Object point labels
--

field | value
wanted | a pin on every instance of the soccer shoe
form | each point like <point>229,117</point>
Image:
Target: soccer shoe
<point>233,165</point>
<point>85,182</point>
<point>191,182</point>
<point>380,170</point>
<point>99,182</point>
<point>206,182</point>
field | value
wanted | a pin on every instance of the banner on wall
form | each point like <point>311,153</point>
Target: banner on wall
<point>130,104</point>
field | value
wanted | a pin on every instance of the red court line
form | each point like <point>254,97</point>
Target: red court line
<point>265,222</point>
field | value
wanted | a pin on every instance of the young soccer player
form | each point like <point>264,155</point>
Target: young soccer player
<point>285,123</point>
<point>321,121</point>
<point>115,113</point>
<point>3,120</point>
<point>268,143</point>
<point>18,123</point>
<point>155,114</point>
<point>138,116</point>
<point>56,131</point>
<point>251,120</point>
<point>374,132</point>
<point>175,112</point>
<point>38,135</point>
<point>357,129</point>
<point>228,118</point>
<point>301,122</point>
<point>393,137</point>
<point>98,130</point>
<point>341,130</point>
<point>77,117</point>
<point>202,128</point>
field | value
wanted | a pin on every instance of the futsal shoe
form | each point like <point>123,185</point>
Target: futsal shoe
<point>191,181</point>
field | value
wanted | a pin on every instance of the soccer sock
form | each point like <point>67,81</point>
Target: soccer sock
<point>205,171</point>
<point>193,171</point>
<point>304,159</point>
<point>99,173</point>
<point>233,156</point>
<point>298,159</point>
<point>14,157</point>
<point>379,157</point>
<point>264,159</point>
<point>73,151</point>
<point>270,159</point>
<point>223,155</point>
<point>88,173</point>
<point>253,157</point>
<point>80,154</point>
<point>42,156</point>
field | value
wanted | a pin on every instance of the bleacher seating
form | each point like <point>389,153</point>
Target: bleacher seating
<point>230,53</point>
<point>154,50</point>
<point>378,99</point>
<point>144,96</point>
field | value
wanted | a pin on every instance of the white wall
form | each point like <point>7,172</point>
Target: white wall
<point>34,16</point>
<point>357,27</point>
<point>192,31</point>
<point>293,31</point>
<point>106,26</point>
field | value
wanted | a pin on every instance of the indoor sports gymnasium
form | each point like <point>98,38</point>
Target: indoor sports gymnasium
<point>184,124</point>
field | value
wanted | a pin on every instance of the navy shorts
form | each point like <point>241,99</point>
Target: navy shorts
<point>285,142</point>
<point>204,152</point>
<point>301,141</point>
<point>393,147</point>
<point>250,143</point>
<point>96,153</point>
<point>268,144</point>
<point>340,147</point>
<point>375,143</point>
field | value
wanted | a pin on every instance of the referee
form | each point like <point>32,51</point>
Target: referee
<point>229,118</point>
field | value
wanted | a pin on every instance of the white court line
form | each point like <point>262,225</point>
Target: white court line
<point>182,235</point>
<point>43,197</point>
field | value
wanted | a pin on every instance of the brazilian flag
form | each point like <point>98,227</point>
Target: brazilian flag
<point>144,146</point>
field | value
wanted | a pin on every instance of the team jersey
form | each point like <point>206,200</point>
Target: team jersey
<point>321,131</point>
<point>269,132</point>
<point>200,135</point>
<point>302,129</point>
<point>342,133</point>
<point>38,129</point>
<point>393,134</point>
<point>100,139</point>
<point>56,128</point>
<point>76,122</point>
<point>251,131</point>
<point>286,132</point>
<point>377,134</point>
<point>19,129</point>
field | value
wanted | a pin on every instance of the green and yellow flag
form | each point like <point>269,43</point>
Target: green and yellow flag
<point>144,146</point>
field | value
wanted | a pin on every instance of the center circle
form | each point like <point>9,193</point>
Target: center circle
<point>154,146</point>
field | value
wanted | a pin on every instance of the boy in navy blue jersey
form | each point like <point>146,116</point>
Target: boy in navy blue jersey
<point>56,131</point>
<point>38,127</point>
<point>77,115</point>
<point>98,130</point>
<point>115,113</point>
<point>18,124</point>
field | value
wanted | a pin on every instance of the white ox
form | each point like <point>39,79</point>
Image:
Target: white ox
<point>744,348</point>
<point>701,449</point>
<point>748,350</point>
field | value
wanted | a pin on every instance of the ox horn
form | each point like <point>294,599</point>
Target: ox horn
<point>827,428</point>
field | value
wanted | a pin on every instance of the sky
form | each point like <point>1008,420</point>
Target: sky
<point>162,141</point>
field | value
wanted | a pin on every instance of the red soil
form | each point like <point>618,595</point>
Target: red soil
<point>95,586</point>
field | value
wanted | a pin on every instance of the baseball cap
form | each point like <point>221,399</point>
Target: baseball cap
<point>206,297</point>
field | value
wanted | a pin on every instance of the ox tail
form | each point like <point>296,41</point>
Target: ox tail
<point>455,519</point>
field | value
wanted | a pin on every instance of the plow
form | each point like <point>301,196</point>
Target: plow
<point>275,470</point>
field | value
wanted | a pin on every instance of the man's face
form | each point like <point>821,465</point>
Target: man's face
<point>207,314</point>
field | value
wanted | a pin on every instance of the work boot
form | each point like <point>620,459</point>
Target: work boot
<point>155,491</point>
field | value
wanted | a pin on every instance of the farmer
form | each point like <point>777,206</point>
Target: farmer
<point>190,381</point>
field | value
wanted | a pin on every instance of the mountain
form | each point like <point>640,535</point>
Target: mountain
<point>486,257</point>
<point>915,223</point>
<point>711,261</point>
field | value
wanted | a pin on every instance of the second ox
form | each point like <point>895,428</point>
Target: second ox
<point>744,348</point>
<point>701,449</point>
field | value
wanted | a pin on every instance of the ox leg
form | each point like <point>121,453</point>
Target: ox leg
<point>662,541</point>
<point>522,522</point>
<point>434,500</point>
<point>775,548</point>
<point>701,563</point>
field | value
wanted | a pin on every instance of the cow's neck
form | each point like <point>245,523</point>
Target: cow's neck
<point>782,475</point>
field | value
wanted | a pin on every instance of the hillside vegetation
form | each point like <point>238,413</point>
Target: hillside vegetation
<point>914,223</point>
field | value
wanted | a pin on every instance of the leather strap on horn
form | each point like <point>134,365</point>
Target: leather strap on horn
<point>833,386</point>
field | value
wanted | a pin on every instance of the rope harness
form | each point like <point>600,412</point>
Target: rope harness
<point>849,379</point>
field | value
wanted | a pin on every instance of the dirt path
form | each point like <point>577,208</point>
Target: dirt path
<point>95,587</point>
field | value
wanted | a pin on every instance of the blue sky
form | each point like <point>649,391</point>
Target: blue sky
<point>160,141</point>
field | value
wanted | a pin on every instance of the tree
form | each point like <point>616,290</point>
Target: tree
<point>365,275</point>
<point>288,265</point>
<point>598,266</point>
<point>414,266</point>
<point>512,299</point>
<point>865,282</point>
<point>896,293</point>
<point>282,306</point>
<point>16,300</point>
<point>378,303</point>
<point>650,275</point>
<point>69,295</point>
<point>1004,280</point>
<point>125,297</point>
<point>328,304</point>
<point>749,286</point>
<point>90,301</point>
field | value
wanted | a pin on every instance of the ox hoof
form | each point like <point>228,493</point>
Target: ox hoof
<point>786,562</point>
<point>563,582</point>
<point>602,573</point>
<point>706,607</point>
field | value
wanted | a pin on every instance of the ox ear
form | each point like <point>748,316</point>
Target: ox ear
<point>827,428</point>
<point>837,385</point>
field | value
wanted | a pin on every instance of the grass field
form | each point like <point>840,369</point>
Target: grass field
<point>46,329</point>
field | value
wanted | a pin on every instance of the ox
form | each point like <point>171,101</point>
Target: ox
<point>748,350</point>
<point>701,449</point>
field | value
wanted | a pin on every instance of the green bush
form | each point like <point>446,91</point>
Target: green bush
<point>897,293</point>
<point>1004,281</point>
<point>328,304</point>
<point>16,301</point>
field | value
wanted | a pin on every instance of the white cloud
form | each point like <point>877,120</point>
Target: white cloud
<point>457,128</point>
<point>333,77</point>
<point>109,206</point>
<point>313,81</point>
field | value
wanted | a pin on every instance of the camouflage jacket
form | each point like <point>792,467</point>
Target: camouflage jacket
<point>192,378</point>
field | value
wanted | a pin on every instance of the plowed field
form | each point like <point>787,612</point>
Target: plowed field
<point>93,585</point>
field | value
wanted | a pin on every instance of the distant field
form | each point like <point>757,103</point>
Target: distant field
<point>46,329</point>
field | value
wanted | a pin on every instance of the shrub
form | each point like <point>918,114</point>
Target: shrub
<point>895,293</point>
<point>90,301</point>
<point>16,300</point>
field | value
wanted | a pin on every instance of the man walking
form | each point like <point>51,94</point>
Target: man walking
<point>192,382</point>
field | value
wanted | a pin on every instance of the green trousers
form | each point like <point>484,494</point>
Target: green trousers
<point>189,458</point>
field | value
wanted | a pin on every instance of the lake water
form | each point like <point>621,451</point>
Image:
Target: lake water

--

What to work on:
Count the lines in the listing that contain the string "yellow", and reply with that number alone.

Answer below:
2